Copy each of the entries below word for word, leaving out the pictures.

▬▬▬▬▬▬▬▬▬▬

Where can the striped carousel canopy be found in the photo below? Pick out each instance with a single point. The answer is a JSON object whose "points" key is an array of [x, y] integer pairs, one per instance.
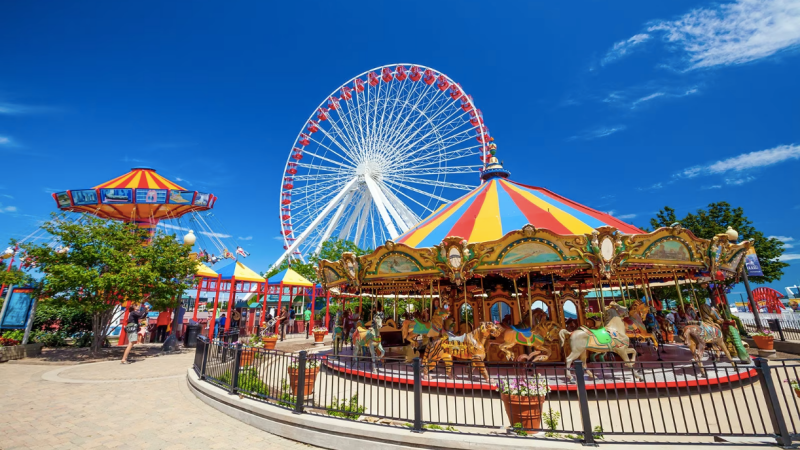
{"points": [[499, 206]]}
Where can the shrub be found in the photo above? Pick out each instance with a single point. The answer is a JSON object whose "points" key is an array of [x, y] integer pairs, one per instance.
{"points": [[350, 410]]}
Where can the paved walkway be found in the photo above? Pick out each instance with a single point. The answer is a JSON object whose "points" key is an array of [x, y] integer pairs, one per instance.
{"points": [[144, 405]]}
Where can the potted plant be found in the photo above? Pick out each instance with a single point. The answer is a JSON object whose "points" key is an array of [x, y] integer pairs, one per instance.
{"points": [[523, 399], [764, 339], [312, 369], [319, 334], [269, 340]]}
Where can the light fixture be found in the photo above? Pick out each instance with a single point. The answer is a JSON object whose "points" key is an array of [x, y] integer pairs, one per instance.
{"points": [[732, 234]]}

▬▬▬▬▬▬▬▬▬▬

**Completed exercise:**
Where can the striped carousel canopy be found in the photo below? Pick out each instance with a single point. The answer is a JSON object whose "points" key is an array of [x, y] integer pairs, one per instance.
{"points": [[499, 206]]}
Where can the shrub be found in the photo above? Pick out each instance with a single point. The answer is a JSON object whose "points" key is an array of [x, y] integer pairs, one per instance.
{"points": [[350, 410]]}
Where can the paved walkway be found in the photo above? Pick out each instance with a single point. The answer is a JSON object whose "points" key is an array of [x, y] integer pairs, one per instance.
{"points": [[144, 405]]}
Where can the potted plant be found in the photo above? Pick out each instance with a single point. The answer is a JSON object whose "points" key is an array of [x, y] integer pairs, one per instance.
{"points": [[523, 399], [764, 339], [312, 369], [319, 334], [269, 340]]}
Where can the light fixture be found in the photo above? Pick out each instance with a single point. The answer is a JSON object whose "points" key is an array of [x, y] integer pairs, one per instance.
{"points": [[732, 234]]}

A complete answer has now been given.